- **BRANO SCELTO**
E’ il 1995 quando Lorenzo Dehò, bassista nonché leader fondatore dei Time Machine (e mastermind della Lucretia Records), partorisce l’idea di mettere in musica un concept-album ripercorrente i momenti cruciali che hanno contrassegnato, nel XVII secolo, il processo che ha coinvolto Galileo Galilei dinnanzi all’Inquisizione, facendone risaltare i risvolti psicologici e le sfaccettature critiche verso società e religione dell’epoca (ma non senza riferimenti ai giorni nostri).

 

Ma prima di affrontare le tematiche del concept, facciamo un necessario passo indietro…

 

INQUADRAMENTO STORICO DEL DISCO
Nella prima metà degli anni’90, dopo il boom del progressive-metal d’oltreoceano, anche in Italia iniziava lentamente a fiorire una scena nazionale, grazie a band di valore come Black Jester, Eldritch, Evil Wings, e i milanesi Time Machine. Furono proprio questi ultimi, che avevano esordito con un EP nel 1993 (Project: Time Scanning”), a guadagnarsi per primi -2 anni dopo- l’attenzione degli addetti ai lavori all’estero, grazie a quello che tuttora è da molti considerato un vero caposaldo italiano del genere: “Act II: Galileo”. Il seme era stato gettato: i Time Machine, precursori, avevano appena esportato il prog-metal italiano a livello internazionale.

 

IL SOUND
“Galileo” è un disco non semplice, che fa ricorso a una struttura in capitoli suddivisi in più tracce, con interludi e parti talvolta teatrali, per un suono difficilmente catalogabile o accostabile ad altre band. Le sue partiture sono complesse, ma siamo lontani dal prog-metal classico, quello virtuoso con lunghe parti strumentali o soliste di scuola Dream Theater; c’è piuttosto una base di partenza comune col techno-metal di fine anni’80 (Queensryche, in primis, e poi Fates Warning), ma qui il sound è meno agevole da assimilare, e la band riesce a personalizzarsi ricorrendo a frequenti ambientazioni epico-gotiche (nel senso “mistico” o se vogliamo sabbathiano del termine, non in quello modernista del depressive-rock/metal con voce femminile…) e alle atmosfere decadenti della new-wave italiana anni’80 o di certe band della scena progressiva nazionale degli anni’70.

 

IL CONCEPT: GALILEO

I – UN NUOVO MONDO

 “…Ti condanniamo al carcere formale in questo Sant’Uffizio ad arbitrio nostro…riservando a noi la facoltà di moderare, mutare, o levar in tutto o in parte…le pene e penitenze. Et così diciamo, pronuntiamo, sentenziamo, dichiariamo, ordiniamo…”.

Un brusìo di sottofondo viene bruscamente interrotto dal martelletto del Giudice Inquisitore. Il concept inizia laddove finisce: la lettura della sentenza di condanna a Galileo, pronunciata a Roma il 22 giugno del 1633 (“New frontiers”).

- **RACCOLTA DATI**

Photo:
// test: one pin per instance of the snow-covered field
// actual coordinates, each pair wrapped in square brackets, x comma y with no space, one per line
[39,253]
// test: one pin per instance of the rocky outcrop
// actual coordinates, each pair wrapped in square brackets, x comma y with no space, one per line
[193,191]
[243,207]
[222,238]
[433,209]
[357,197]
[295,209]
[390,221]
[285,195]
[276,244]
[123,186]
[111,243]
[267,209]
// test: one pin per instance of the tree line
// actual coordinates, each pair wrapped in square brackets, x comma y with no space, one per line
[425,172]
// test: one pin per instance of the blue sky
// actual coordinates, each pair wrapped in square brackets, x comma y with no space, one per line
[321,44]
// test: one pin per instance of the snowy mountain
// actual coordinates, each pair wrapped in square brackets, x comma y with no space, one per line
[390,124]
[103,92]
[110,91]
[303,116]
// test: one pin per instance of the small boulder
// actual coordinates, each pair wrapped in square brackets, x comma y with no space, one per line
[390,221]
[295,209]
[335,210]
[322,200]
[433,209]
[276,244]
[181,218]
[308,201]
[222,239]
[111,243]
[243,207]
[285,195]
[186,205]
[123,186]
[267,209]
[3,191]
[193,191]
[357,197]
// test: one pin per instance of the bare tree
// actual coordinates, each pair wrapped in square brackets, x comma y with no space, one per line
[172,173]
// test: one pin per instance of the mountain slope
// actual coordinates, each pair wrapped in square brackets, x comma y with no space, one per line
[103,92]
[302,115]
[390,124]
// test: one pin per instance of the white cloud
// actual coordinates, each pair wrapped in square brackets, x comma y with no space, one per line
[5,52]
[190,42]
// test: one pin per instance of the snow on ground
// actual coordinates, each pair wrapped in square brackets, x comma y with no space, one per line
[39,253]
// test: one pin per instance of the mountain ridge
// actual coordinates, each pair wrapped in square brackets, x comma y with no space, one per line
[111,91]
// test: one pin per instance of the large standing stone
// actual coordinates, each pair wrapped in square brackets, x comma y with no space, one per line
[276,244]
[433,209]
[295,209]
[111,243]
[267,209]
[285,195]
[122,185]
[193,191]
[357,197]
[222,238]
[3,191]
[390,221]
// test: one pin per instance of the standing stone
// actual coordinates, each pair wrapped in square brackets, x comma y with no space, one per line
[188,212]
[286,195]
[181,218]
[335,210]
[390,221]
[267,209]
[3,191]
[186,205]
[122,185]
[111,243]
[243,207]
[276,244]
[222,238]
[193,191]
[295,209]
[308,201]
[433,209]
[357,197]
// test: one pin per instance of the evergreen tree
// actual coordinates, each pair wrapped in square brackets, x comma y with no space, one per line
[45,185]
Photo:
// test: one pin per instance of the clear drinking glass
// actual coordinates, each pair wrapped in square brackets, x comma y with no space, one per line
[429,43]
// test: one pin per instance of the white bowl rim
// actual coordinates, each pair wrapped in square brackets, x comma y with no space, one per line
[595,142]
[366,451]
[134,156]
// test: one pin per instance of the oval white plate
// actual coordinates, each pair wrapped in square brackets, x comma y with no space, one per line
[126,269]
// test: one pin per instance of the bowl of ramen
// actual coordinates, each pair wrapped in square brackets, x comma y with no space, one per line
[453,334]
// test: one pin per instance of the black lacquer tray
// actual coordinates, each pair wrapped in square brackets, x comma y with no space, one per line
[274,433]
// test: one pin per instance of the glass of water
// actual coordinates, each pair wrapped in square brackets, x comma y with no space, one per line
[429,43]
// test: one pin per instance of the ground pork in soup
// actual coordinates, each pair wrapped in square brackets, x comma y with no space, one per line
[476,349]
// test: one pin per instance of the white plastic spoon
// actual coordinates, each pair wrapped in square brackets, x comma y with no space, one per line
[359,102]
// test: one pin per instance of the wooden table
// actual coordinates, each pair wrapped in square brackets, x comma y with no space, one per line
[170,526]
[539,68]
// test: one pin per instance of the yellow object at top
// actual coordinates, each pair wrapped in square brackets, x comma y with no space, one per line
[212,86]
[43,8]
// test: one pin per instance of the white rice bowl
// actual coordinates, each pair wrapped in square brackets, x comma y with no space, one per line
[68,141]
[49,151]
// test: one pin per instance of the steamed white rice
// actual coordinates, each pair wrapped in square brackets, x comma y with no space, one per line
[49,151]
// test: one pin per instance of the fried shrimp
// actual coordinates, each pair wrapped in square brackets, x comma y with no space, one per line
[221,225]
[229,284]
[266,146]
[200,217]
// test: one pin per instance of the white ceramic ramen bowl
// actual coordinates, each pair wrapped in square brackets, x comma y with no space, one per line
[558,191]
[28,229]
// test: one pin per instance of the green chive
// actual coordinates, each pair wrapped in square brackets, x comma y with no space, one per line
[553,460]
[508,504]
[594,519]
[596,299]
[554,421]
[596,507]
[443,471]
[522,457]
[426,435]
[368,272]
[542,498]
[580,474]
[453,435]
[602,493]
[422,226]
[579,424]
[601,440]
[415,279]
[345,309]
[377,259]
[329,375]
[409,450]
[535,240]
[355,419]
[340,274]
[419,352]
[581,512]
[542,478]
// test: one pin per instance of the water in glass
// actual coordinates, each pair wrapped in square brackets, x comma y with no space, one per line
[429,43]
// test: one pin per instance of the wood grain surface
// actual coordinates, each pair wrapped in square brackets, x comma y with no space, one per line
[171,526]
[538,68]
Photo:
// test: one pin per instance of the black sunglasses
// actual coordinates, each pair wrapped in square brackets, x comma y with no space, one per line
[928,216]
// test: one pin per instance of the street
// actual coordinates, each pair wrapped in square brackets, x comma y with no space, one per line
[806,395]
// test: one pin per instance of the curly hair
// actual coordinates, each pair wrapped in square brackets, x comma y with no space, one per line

- **ESERCIZIO**
Secondo il brano scelto, il suono di "Galileo" parte da una base comune con il techno-metal di fine anni '80: in che modo, però, i Time Machine riescono a renderlo personale? Rispondi in una o due frasi.

- **SVOLGIMENTO**
La band personalizza il proprio suono con frequenti ambientazioni epico-gotiche, intese nel senso "mistico" o sabbathiano del termine. Vi aggiunge le atmosfere decadenti della new-wave italiana degli anni '80 o di certe band della scena progressiva nazionale degli anni '70.